In the passage on overfitting and medical data, rewrite everything from "Seems like a" down to "are that patient.", switching "mountain" to "pile".

### Passage ###

Overfitting is a serious problem in evaluating data trends in general, although I can’t think of a specific case where it is a direct medical hazard. What it can result in is nutrition or lifestyle guidance that isn’t really supported by evidence, e.g. that some special micronutrient or exercise will provide an exceptional benefit, or a supposed efficacy of a treatment or pharmaceutical intervention that is really an artifact of how the data was evaluated rather than a real trend, although if the treatment has serious side effects or if it means that the patient doesn’t seek other, more efficacious treatments then those could be considered harms immediately stemming from poor analysis.
Although the o.p. used the term “big data”, I inferred that what he actually meant was a lot of data from extraneous tests that aren’t looking for something specific, or diagnostics with poor specificity (providing a lot of false positive results) rather than actual problems with the volume of data. Agreed that larger and more precise data sets allow someone developing a diagnostic test to refine the test for better sensitivity and specificity, or to at least more precisely quantify the accuracy limits of the test, although it is still up to the treating physician or pathologist to interpret the results in the context of the patient (including medical history, diet and lifestyle, other signs and symptoms, et cetera) rather than blindly accept a path report that indicates a single condition when others may still bear consideration.
Seems like a Pareto’s law (aka 80:20 rule) thing here. Absolutely for most cases less data is better, those three questions will get to you a correct diagnosis ASAP, and everyone is a winner: less invasive tests and quicker diagnosis.
But for the minority of patients who have something rarer, and more complicated, then the opposite is true. You are likely to get treated for something completely inappropriate, and have bad outcomes. For those you do need that mountain of data,
When you do the statistics the average patient does better with the simpler system, but that’s not much consolation if you are that patient.

### Dataset ###

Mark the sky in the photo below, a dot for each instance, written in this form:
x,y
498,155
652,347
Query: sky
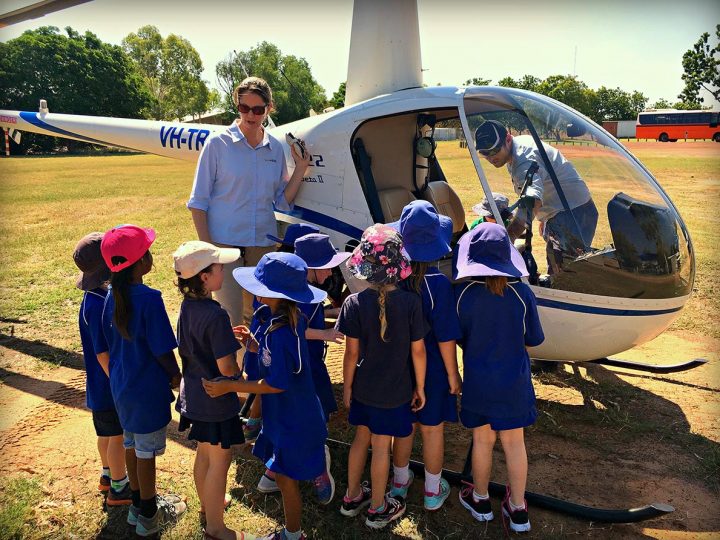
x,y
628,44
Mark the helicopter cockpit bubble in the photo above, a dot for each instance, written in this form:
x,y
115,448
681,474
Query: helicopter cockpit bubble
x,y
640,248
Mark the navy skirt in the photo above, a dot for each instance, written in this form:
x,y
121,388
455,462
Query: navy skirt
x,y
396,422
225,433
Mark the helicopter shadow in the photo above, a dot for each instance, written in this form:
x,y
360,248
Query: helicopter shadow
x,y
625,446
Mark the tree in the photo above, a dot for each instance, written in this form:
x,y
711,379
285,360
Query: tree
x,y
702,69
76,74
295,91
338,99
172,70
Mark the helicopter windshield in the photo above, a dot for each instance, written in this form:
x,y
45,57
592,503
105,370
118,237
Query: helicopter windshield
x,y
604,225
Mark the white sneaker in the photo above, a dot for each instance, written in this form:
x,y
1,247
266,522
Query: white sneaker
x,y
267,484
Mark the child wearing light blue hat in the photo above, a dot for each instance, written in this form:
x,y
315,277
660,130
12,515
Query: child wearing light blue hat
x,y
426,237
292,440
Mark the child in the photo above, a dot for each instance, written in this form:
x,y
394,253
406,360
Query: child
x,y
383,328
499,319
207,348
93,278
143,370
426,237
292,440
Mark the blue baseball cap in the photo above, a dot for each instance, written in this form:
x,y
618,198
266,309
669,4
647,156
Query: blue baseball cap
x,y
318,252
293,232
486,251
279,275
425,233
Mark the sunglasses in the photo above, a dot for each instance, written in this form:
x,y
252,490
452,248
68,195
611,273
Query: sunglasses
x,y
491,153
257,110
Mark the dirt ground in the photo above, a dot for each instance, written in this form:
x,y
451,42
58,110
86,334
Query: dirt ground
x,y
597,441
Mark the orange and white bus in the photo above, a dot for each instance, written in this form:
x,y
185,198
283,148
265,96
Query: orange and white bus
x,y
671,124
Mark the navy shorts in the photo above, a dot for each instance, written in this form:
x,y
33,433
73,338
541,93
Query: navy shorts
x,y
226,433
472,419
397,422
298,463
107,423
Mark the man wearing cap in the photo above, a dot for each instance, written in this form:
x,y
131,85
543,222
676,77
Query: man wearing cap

###

**Answer space:**
Seems like a Pareto’s law (aka 80:20 rule) thing here. Absolutely for most cases less data is better, those three questions will get to you a correct diagnosis ASAP, and everyone is a winner: less invasive tests and quicker diagnosis.
But for the minority of patients who have something rarer, and more complicated, then the opposite is true. You are likely to get treated for something completely inappropriate, and have bad outcomes. For those you do need that pile of data,
When you do the statistics the average patient does better with the simpler system, but that’s not much consolation if you are that patient.